## What the task requires:
Return all the lines below exactly. Any picture among them is omitted.

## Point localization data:
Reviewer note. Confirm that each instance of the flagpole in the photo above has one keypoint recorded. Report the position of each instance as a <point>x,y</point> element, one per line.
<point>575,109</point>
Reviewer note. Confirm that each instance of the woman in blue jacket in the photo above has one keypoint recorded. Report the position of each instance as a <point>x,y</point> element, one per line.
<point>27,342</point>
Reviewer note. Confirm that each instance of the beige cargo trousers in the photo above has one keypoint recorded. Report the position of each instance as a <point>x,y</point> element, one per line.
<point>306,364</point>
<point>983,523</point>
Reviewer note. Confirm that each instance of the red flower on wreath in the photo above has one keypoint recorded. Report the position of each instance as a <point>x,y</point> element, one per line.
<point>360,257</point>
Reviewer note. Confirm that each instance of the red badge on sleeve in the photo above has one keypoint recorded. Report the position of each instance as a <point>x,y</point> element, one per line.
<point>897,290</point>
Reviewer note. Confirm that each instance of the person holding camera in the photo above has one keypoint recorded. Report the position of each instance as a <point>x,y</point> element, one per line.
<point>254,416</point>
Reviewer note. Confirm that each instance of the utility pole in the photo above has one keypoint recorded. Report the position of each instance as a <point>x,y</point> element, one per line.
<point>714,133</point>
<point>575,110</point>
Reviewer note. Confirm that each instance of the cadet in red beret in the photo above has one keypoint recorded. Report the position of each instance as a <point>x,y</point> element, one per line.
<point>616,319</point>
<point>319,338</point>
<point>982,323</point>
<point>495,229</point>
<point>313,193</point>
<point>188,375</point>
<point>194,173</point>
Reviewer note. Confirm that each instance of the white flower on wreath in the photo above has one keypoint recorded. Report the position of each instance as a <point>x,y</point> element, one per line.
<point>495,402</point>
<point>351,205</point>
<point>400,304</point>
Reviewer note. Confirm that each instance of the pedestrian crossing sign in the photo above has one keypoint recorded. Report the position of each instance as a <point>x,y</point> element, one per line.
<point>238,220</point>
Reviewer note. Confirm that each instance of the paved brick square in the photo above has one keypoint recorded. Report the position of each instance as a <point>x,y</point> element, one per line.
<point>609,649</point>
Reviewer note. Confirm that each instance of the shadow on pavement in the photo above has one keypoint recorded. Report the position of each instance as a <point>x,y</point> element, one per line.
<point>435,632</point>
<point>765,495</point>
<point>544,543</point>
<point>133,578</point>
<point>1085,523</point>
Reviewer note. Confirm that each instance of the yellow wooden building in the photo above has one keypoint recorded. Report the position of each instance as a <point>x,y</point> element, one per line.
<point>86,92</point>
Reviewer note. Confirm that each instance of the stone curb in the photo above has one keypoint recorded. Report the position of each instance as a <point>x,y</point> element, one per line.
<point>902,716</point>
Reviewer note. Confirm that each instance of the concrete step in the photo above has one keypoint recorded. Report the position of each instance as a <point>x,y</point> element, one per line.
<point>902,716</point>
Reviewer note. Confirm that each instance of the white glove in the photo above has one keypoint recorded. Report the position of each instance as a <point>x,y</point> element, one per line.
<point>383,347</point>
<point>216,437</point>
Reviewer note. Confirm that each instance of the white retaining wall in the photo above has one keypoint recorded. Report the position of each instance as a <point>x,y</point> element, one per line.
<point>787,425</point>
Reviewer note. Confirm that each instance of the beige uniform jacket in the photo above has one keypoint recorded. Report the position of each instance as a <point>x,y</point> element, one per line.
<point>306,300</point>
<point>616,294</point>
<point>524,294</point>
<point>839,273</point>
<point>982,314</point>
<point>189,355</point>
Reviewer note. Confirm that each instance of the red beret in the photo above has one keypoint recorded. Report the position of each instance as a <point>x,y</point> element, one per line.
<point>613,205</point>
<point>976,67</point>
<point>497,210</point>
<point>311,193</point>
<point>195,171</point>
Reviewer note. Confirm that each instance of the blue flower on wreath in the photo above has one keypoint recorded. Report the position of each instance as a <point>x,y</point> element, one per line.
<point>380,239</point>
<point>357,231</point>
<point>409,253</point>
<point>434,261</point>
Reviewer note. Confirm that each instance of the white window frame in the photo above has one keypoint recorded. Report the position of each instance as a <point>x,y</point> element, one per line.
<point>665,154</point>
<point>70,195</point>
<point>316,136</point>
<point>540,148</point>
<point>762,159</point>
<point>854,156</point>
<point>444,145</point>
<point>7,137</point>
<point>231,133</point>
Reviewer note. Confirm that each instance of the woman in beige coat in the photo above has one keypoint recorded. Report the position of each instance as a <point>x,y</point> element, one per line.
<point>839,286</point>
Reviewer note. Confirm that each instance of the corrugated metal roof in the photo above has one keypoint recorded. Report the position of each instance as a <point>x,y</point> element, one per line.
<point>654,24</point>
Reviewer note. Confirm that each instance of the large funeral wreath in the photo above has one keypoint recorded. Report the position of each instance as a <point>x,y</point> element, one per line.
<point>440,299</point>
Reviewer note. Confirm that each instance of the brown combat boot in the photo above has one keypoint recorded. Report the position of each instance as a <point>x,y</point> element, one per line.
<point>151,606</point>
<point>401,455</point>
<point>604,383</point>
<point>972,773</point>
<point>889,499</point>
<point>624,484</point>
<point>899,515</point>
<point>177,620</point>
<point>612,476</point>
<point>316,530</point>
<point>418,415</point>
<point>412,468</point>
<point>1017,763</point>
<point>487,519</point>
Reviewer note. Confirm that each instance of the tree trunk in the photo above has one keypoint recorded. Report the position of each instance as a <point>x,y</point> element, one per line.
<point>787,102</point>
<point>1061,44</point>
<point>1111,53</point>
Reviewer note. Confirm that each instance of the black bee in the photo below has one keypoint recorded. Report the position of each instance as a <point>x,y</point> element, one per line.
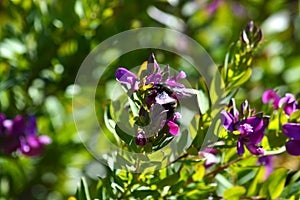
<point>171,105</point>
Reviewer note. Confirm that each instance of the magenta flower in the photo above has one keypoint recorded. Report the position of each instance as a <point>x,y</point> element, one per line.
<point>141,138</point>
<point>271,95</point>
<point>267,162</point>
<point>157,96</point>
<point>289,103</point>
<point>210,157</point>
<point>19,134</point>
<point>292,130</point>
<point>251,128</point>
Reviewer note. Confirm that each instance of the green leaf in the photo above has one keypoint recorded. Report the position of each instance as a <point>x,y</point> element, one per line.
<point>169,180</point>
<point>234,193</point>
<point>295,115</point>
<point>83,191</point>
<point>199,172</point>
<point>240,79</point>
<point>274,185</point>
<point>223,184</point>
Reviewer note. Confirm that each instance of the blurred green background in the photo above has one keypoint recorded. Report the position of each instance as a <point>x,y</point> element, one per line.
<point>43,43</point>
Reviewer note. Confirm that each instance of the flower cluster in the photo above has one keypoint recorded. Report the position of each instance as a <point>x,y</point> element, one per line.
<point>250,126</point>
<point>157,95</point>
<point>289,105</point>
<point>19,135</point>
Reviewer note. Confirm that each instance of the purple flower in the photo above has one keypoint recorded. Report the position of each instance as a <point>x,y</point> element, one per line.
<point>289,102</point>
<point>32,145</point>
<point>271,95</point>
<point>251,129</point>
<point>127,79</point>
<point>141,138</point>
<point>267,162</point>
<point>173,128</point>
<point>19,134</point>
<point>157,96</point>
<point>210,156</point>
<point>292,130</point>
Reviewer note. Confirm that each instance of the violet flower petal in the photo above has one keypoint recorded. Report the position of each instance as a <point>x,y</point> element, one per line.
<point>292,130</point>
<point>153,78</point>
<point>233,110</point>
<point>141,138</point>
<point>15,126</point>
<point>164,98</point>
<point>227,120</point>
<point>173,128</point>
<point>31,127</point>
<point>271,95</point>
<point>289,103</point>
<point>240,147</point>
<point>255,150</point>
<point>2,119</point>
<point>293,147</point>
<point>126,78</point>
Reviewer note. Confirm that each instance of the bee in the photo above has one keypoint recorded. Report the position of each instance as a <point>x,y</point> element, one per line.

## Expected answer:
Reviewer note. Confirm that each instance of the flagpole in the photo above has one keypoint recorded. Report the position of each instance as a <point>x,y</point> element, one per line.
<point>575,109</point>
Reviewer note. Confirm that each instance of the woman in blue jacket in the photo above has one keypoint recorded. Report the position of each instance as a <point>x,y</point> element, one per line.
<point>27,342</point>
Reviewer note. Confirm that each instance of the beige cargo trousers in the photo above has one keypoint recorded. Report the position of each instance as a <point>x,y</point> element, one per line.
<point>306,364</point>
<point>983,523</point>
Reviewer note. Confirm that each instance of the red flower on wreath in the photo above has one keypoint recorded. Report the position of each instance as a <point>x,y</point> element, one per line.
<point>360,257</point>
Reviewer note. Confirm that each instance of the red badge on sleeve in the photo above has one keypoint recorded. Report the position of each instance as a <point>x,y</point> element, one per line.
<point>897,290</point>
Reviewer note. Confirm that each instance of the person holding camera in the photo above has one keypoint recorded. Report the position of each instance as a <point>x,y</point> element, one per line.
<point>254,416</point>
Reviewer note. Confirm that each instance of the utility pole in the photo above has one keypoint recorded. Report the position of each instance as a <point>x,y</point> element, one per line.
<point>714,133</point>
<point>575,110</point>
Reviewer note. Confirm that each instance of the cadet in red beret in the photo above has one keypoint recorded. Report the position of each instance as a <point>x,y</point> element, one per line.
<point>616,319</point>
<point>319,338</point>
<point>982,323</point>
<point>495,229</point>
<point>313,193</point>
<point>188,375</point>
<point>194,173</point>
Reviewer note. Confirm that each instance of the white flower on wreath in the photo above has one keypoint recorded. Report the position of each instance as a <point>x,y</point> element, one per line.
<point>495,402</point>
<point>351,205</point>
<point>400,304</point>
Reviewer note. Confirm that each instance of the pedestrian crossing sign in the photo above has one keypoint recorded. Report the position of each instance as a <point>x,y</point> element, one per line.
<point>238,220</point>
Reviewer note. Confirm that each instance of the paved brick square in the photo above has one keypoint recorded. Report the position of each instance as a <point>x,y</point> element, one per line.
<point>609,649</point>
Reviewer note. Confirm that each instance of the shadow on pavement in the photo above has one keypoint recorded. Report the position of each instance as a <point>x,y</point> element, one per line.
<point>435,632</point>
<point>765,495</point>
<point>544,543</point>
<point>133,578</point>
<point>1085,523</point>
Reviewer note. Confirm that each instance of the yellow wooden building in the photo above has one keypoint recorded. Report the position of each instance as a <point>x,y</point> element, one per line.
<point>86,92</point>
Reviewer note. Confirm that each instance of the stone curb in the photo above has one keypoint recorded. Report the position of each instance as a <point>x,y</point> element, one per line.
<point>902,716</point>
Reviewer note. Confirm that each instance of the concrete step in the photo above has one keypoint recorded. Report the position of each instance as a <point>x,y</point> element, one per line.
<point>902,716</point>
Reviewer note. Confirm that each instance of the white glove in the photo above has one keypoint recorded. Report the position of each instance as a <point>x,y</point> element, one per line.
<point>383,347</point>
<point>216,437</point>
Reviewer note. Confirm that each instance of the white retaining wall in the photo above has one keypoint recorded. Report the position of each instance as a <point>x,y</point> element, one per line.
<point>787,425</point>
Reviewer note. Confirm that each instance of the beige uniform jacket in the photo above has one keypoint recorded. Report the position of each instance as a <point>x,y</point> element, one per line.
<point>306,300</point>
<point>616,294</point>
<point>524,294</point>
<point>839,273</point>
<point>982,314</point>
<point>189,355</point>
Reviewer note. Confirm that each instance of the red beret in the photo above has one keypoint recorded. Report the position of each instance as a <point>x,y</point> element, one per line.
<point>613,205</point>
<point>976,67</point>
<point>497,210</point>
<point>311,193</point>
<point>195,171</point>
Reviewer note. Confirm that each instance of the blue flower on wreath in the photo above has one keypoint recorded. Report the position of each instance as a <point>x,y</point> element, one per line.
<point>380,239</point>
<point>357,231</point>
<point>409,253</point>
<point>434,261</point>
Reviewer note. Confirm that each instance of the white window frame in the photo above has one keypoint recorded. Report the position of each instance as a <point>x,y</point> element, one per line.
<point>665,154</point>
<point>70,195</point>
<point>316,136</point>
<point>540,148</point>
<point>762,159</point>
<point>854,156</point>
<point>444,145</point>
<point>7,137</point>
<point>231,133</point>
Reviewer note. Confirm that each instance of the woman in beige coat in the photo above has one keypoint recorded. Report the position of each instance as a <point>x,y</point> element, one per line.
<point>839,286</point>
Reviewer note. Confirm that each instance of the corrugated metal roof in the photo above has one keypoint recorded. Report the position of each instance as a <point>x,y</point> element, one per line.
<point>654,24</point>
Reviewer note. Confirm that each instance of the large funeral wreath in the photo above has one keypoint recorded. Report the position of each instance as a <point>x,y</point> element, one per line.
<point>440,299</point>
Reviewer note. Confirm that each instance of the brown combat boot in the photo above has one keypoint recorded. Report the position of each instance as a <point>x,y</point> element, one per line.
<point>151,606</point>
<point>401,455</point>
<point>604,383</point>
<point>972,773</point>
<point>889,499</point>
<point>624,484</point>
<point>899,515</point>
<point>177,620</point>
<point>612,476</point>
<point>316,530</point>
<point>418,415</point>
<point>412,468</point>
<point>1017,763</point>
<point>487,519</point>
Reviewer note. Confirm that each instance of the tree trunk in the photo above has one keypoint recorded. Report the position of each instance as a <point>x,y</point> element, one per line.
<point>787,102</point>
<point>1061,44</point>
<point>1111,53</point>
Reviewer note. Confirm that each instance of the black bee in the photo below has one keypoint recorded. Report the position of each instance as a <point>x,y</point> element, one per line.
<point>171,105</point>
Reviewer note. Confirm that each instance of the magenta flower in the photo above has one keypoint recorded. Report the position of each instance as a <point>x,y</point> element, one per line.
<point>141,138</point>
<point>271,95</point>
<point>267,162</point>
<point>157,96</point>
<point>289,103</point>
<point>210,157</point>
<point>19,134</point>
<point>292,130</point>
<point>251,128</point>
Reviewer note. Confirm that each instance of the green leaf in the photo above has one keypoint recorded. Report the position of each instance as a <point>x,y</point> element, one per line.
<point>169,180</point>
<point>234,193</point>
<point>295,115</point>
<point>83,191</point>
<point>199,172</point>
<point>240,79</point>
<point>274,185</point>
<point>223,184</point>
Reviewer note. Confirm that each instance of the blurred green background in the photo above has one keypoint recorded. Report the position of each instance as a <point>x,y</point> element, one per line.
<point>43,43</point>
Reviewer note. Confirm that each instance of the flower cluster in the photo above has one keypoint recorded. Report the position of each instance as a <point>x,y</point> element, one per line.
<point>250,126</point>
<point>157,95</point>
<point>289,105</point>
<point>19,135</point>
Reviewer note. Confirm that each instance of the purple flower in the photo above has one keypoint recorded. Report the position of each instance as a <point>x,y</point> element, one per line.
<point>289,102</point>
<point>32,145</point>
<point>271,95</point>
<point>251,129</point>
<point>127,79</point>
<point>141,138</point>
<point>267,162</point>
<point>173,128</point>
<point>19,134</point>
<point>157,96</point>
<point>210,156</point>
<point>292,130</point>
Reviewer note. Confirm that each instance of the violet flower petal in the photo above has one keypoint recorded. Report the position of each instance as a <point>x,y</point> element, one per line.
<point>292,130</point>
<point>153,78</point>
<point>233,110</point>
<point>141,138</point>
<point>15,126</point>
<point>164,98</point>
<point>227,120</point>
<point>173,128</point>
<point>31,127</point>
<point>271,95</point>
<point>289,103</point>
<point>240,147</point>
<point>255,150</point>
<point>2,119</point>
<point>293,147</point>
<point>126,78</point>
Reviewer note. Confirm that each instance of the bee in the photo above has one keypoint recorded. Report the position of each instance as a <point>x,y</point> element, one per line.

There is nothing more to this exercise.